■ HOW TO COMPLETE THIS TASK ■
All of the records should be given back exactly and in full.

=== Section Start ===

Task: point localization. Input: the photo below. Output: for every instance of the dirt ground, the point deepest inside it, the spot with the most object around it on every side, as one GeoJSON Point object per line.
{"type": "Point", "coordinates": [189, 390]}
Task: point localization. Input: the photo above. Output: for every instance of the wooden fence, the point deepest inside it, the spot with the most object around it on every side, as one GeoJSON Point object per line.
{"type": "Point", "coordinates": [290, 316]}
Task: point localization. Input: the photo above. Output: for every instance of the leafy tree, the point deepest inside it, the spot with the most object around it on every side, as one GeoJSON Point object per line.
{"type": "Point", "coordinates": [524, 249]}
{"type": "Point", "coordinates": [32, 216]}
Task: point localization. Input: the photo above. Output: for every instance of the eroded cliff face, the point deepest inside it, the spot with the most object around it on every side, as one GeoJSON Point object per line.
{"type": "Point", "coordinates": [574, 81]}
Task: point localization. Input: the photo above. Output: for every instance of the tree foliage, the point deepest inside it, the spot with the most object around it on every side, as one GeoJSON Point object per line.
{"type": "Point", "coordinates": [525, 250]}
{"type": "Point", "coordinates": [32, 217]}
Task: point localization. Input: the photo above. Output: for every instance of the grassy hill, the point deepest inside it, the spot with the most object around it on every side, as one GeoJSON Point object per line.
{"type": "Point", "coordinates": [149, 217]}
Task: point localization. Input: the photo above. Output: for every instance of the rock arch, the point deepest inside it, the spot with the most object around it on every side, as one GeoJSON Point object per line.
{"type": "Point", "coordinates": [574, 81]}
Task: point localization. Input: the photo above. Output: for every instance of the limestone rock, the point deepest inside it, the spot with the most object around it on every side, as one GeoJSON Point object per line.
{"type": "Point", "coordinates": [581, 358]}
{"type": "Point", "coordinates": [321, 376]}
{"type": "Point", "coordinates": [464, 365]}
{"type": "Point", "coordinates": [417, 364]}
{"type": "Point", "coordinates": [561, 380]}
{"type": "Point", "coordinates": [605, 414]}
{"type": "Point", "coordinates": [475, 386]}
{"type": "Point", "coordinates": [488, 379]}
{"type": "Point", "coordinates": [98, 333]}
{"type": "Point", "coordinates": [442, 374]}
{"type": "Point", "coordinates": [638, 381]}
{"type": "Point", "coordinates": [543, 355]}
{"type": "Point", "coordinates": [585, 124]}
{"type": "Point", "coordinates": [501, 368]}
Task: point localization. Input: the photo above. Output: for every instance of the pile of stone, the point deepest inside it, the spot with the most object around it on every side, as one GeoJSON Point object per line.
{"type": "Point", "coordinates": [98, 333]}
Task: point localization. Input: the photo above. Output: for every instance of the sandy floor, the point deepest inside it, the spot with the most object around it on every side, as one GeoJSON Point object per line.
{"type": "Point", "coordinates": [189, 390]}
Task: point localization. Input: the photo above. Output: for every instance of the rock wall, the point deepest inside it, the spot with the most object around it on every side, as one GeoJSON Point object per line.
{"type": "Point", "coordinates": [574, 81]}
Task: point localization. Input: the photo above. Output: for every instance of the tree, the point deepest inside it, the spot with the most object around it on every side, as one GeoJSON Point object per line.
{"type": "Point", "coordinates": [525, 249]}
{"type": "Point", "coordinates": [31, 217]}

=== Section End ===

■ ANSWER BELOW ■
Task: point localization. Input: the photo below. Output: for every instance of the dirt ground, the point deepest inside it, the spot with the most object around it on every side, as one GeoJSON Point object per line.
{"type": "Point", "coordinates": [189, 390]}
Task: point localization. Input: the photo above. Output: for every instance of the wooden fence, the point deepest inside it, the spot with the most object around it on every side, as one GeoJSON Point object per line.
{"type": "Point", "coordinates": [290, 316]}
Task: point localization. Input: the photo above. Output: for every instance of the leafy tree, the point deepest inside it, the spot with the most object around it on every side, as one GeoJSON Point object per line.
{"type": "Point", "coordinates": [524, 249]}
{"type": "Point", "coordinates": [32, 216]}
Task: point localization. Input: the photo above. Output: for every instance of the eroded cliff face, the point deepest inside it, the spot with the most object around it on every side, as one GeoJSON Point object per line.
{"type": "Point", "coordinates": [574, 81]}
Task: point localization. Input: the photo above. Output: for every instance of the tree foliage, the point deepest inside it, the spot with the most object around it on every side, as one GeoJSON Point object per line.
{"type": "Point", "coordinates": [525, 250]}
{"type": "Point", "coordinates": [32, 217]}
Task: point localization. Input: the photo above. Output: for every instance of the grassy hill, the point deepest inside it, the spot with the most object around it on every side, as one GeoJSON Point object per line.
{"type": "Point", "coordinates": [149, 217]}
Task: point localization. Input: the photo above. Output: for every instance of the rock arch, the point deepest inside it, the spot with the most object around it on every side, as one GeoJSON Point object per line.
{"type": "Point", "coordinates": [574, 81]}
Task: point localization. Input: the photo above. Output: for every instance of the limestone rock, the point deepest inside it, the spot with the most object around it on every side, as one GeoJSON Point object per line.
{"type": "Point", "coordinates": [581, 358]}
{"type": "Point", "coordinates": [321, 376]}
{"type": "Point", "coordinates": [464, 365]}
{"type": "Point", "coordinates": [417, 364]}
{"type": "Point", "coordinates": [561, 380]}
{"type": "Point", "coordinates": [605, 414]}
{"type": "Point", "coordinates": [475, 386]}
{"type": "Point", "coordinates": [488, 379]}
{"type": "Point", "coordinates": [98, 333]}
{"type": "Point", "coordinates": [442, 374]}
{"type": "Point", "coordinates": [638, 381]}
{"type": "Point", "coordinates": [543, 355]}
{"type": "Point", "coordinates": [585, 124]}
{"type": "Point", "coordinates": [501, 368]}
Task: point localization. Input: the photo above. Output: for every instance of the pile of stone, the point deepest inside it, the spot with the most object around it on every side, as one GeoJSON Point object per line.
{"type": "Point", "coordinates": [98, 333]}
Task: point localization. Input: the photo above. Output: for every instance of the sandy floor, the point deepest inside it, the spot with the most object around it on every side, as one GeoJSON Point object per line.
{"type": "Point", "coordinates": [189, 390]}
Task: point localization. Input: the photo above. Output: for every instance of the rock wall, the point deepest inside it, the spot with the most object around it on every side, as one GeoJSON Point object per line.
{"type": "Point", "coordinates": [574, 81]}
Task: point localization. Input: the photo above. Output: for every instance of the tree, the point deepest inside it, the spot with the most object around it on every side, as one GeoJSON Point object per line.
{"type": "Point", "coordinates": [525, 249]}
{"type": "Point", "coordinates": [31, 217]}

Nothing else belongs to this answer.